**SÉRIE DE CONSIGNES:**
A - Répondez brièvement à ces questions sur l'extrait consacré à la crise parlementaire en Algérie :
(i) Qui a voulu et entretenu cette crise ?
(ii) Quel est le nom du président du perchoir limogé ?
(iii) Qu'a-t-on cadenassé avant de déclarer la vacance de la présidence ?
B - Prolongez l'extrait sur la crise parlementaire en Algérie à partir de sa dernière phrase.

Algérie : Gramsci y perd le Nord
Peut-on dire qu’en Algérie, ces derniers jours, les évènements politiques se sont accélérés ? En effet, Il y a à peine quelques jours, c’était une crise parlementaire, voulue et entretenue par le SG du FLN, qui s’est soldée, après plusieurs jours de suspens, par le limogeage, sans aucune forme de procès, du président du perchoir, Said Bouhadja. Tout s’était fait dans l’illégalité la plus totale. On alla même jusqu’à cadenasser l’entrée principale de cette institution républicaine pour en déclarer ensuite la vacance de la présidence.

**DOCUMENTS SOURCES:**
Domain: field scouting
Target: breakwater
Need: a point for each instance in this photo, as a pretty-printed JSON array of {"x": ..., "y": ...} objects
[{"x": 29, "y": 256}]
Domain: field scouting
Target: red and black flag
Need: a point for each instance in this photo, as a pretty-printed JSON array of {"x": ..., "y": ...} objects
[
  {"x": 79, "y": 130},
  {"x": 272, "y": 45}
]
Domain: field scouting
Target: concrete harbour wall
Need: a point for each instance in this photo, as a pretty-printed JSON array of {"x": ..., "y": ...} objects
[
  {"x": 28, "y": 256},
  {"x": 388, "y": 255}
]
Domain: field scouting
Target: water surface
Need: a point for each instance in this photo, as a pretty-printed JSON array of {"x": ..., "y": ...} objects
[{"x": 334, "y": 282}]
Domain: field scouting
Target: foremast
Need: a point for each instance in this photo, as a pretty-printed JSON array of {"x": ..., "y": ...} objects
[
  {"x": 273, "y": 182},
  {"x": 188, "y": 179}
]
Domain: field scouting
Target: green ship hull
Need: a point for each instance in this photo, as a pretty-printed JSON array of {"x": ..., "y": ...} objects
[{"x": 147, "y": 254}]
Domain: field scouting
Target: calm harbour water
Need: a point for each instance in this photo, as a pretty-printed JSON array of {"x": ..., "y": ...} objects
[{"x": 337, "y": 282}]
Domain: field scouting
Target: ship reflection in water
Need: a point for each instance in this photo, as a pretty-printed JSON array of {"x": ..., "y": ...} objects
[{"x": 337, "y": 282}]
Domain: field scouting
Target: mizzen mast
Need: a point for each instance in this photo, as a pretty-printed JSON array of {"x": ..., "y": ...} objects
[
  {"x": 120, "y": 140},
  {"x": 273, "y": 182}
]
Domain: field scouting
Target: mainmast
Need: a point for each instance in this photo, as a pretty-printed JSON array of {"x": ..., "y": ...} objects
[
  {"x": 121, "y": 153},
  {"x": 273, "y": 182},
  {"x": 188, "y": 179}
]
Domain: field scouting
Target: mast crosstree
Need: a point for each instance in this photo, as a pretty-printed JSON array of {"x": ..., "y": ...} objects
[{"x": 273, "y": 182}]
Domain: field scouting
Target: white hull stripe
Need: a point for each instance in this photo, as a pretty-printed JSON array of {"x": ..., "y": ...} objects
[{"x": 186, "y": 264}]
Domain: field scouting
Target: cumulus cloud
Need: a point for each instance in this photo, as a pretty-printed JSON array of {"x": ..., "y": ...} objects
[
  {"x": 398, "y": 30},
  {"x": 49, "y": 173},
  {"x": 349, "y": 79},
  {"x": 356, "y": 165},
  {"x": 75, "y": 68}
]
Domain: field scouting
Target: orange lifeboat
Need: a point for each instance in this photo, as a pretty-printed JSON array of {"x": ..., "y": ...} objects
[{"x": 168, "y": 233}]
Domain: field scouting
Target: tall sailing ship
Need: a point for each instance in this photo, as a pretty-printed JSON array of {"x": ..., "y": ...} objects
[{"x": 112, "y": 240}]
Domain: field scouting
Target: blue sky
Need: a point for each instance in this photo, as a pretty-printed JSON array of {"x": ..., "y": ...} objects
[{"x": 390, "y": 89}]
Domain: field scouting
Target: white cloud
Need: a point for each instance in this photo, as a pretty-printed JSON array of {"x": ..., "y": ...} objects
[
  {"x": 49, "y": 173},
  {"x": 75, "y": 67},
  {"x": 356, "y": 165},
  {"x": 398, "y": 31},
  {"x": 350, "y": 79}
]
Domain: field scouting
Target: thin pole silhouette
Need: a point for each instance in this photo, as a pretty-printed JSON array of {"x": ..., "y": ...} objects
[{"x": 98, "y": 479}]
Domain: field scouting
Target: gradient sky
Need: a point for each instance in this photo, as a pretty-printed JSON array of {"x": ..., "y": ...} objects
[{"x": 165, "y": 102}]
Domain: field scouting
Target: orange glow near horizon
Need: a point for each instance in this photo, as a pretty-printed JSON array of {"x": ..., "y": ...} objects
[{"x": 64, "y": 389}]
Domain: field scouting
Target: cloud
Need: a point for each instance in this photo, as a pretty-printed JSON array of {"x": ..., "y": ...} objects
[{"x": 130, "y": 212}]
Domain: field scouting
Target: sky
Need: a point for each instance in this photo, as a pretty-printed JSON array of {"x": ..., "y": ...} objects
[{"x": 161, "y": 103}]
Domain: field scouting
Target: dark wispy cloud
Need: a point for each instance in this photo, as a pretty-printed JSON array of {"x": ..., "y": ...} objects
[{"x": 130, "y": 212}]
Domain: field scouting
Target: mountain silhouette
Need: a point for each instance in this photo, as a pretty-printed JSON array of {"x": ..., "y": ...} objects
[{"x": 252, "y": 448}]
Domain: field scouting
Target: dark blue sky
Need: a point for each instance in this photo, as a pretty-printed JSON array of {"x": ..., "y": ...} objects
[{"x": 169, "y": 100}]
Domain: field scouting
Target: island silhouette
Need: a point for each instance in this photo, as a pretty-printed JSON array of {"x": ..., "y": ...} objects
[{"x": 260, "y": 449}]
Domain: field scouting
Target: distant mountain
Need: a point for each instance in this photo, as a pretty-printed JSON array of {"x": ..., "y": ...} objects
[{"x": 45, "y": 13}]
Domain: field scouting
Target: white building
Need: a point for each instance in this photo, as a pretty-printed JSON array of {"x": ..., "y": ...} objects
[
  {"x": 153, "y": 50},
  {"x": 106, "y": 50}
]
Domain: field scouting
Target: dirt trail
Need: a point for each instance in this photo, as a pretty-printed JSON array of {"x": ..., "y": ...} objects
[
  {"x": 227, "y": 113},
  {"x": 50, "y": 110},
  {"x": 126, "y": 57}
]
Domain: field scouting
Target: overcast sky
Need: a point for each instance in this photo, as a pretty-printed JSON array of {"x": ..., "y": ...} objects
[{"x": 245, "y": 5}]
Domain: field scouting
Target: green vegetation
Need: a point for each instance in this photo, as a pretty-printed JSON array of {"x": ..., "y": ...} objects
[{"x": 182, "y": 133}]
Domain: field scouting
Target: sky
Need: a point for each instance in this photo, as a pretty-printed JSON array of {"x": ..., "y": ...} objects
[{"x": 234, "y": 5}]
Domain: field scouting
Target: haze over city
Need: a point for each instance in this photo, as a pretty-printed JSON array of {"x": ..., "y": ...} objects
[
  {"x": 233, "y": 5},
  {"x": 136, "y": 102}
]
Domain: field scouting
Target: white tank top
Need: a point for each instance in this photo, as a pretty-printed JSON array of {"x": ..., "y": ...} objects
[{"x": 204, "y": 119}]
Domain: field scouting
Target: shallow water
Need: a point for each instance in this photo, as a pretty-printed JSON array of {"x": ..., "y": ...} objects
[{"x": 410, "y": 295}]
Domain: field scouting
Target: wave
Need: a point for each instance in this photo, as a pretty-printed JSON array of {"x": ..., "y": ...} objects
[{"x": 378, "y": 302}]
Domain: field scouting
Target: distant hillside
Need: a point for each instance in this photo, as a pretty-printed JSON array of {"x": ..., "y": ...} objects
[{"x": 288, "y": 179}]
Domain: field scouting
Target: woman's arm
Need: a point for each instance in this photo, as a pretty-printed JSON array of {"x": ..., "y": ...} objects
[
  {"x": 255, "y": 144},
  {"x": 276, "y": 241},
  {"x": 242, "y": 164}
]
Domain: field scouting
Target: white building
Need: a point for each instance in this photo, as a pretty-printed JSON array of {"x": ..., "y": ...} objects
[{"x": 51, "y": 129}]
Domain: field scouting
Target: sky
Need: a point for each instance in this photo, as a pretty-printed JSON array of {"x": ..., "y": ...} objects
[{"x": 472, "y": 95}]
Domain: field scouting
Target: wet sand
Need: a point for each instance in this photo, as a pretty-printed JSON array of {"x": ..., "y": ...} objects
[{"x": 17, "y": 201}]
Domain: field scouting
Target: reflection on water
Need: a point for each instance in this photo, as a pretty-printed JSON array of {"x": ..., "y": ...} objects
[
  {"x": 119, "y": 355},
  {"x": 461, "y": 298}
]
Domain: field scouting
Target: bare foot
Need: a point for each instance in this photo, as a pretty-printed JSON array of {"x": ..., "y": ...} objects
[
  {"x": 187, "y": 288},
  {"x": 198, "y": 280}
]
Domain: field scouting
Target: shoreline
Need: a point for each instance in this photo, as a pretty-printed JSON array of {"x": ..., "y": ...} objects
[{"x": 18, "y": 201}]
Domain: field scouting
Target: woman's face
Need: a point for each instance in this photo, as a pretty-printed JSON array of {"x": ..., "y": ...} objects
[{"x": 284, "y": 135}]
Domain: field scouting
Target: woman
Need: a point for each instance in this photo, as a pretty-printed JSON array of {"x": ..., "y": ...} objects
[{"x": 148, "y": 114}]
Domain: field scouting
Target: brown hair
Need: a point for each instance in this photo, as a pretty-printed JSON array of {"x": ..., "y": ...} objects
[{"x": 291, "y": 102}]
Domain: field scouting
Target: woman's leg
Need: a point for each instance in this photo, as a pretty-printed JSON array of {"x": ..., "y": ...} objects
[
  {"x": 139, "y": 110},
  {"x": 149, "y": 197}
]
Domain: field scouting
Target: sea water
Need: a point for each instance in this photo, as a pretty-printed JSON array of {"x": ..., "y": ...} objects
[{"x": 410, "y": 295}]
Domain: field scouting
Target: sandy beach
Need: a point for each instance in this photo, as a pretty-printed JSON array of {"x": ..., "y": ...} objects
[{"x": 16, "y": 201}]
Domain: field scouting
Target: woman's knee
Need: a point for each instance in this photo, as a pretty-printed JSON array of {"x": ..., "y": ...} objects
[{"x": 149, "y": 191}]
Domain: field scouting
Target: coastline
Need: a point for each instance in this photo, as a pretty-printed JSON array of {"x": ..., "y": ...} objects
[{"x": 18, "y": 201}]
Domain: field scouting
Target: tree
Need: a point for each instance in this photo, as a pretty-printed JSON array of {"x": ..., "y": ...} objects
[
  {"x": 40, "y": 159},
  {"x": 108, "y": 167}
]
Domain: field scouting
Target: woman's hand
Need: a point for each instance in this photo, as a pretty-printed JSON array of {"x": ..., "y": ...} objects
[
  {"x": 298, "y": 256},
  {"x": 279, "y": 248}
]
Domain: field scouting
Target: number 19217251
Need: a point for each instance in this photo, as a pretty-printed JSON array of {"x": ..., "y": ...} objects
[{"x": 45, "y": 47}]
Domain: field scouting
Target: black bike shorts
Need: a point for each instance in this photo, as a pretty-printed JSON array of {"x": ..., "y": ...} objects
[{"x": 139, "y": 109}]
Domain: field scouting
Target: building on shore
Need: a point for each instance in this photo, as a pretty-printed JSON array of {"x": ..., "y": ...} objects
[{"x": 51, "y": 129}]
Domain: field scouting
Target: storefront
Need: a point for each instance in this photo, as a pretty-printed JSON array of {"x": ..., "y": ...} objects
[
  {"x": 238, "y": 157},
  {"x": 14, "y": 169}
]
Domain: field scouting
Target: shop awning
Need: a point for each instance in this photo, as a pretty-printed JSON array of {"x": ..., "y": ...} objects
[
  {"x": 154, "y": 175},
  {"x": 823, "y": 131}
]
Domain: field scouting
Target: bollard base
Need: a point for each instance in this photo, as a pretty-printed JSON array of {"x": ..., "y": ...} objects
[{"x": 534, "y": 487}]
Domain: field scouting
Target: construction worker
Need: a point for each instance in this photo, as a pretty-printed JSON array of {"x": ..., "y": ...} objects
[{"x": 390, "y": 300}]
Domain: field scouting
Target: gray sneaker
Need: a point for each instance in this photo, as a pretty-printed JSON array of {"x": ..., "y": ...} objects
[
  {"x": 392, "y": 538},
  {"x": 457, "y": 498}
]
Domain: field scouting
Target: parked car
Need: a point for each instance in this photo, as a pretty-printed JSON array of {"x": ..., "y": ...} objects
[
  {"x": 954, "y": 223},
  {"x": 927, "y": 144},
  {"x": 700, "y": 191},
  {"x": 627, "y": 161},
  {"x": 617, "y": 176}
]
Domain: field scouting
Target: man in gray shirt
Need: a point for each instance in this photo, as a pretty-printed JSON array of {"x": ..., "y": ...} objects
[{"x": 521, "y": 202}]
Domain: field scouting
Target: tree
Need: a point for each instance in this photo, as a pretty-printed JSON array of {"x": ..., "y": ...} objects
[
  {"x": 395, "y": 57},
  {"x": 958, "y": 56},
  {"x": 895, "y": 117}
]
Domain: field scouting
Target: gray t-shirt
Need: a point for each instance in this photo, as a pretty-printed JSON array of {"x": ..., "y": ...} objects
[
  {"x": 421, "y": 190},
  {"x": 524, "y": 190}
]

**VOS RÉPONSES ÉCRITES:**
A -
(i) Le SG du FLN.
(ii) Said Bouhadja.
(iii) L'entrée principale de l'institution.

B -
Puis, comme l’histoire de « l’arroseur arrosé », c’est au tour de Ould Abbes, l’ex patron du FLN, de faire les frais de son arrogance et de ses sorties médiatiques très embarrassantes pour les véritables tenants du pouvoir. Sans préavis, on le somma de remettre le tablier. C’est, en quelque sorte, une ironie du sort : tu subis ce que tu as fais subir à autrui, selon la fameuse sentence arabe. Mais, pour que la « chose » ne soit pas considérée par « le peuple d’en bas » comme telle, les véritables décideurs ont pris des gants de velours ; et ils ont pris le soin de maquiller cela en faisant croire que le sieur Ould Abbes souffre de problèmes cardiaques et que son médecin traitant, d’ici et non d’une quelconque clinique privée à Paris ou à Genève, l’a conseillé de prendre quelques jours de repos, le guerrier s’étant trop dépensé... pour la promotion d’un hypothétique 5ème mandat. Plus même que durant la guerre d’Algérie pendant laquelle, selon les dires de certains anciens Moudjahidine qui l’avaient connu, il s’était beaucoup plus planqué que guerroyé.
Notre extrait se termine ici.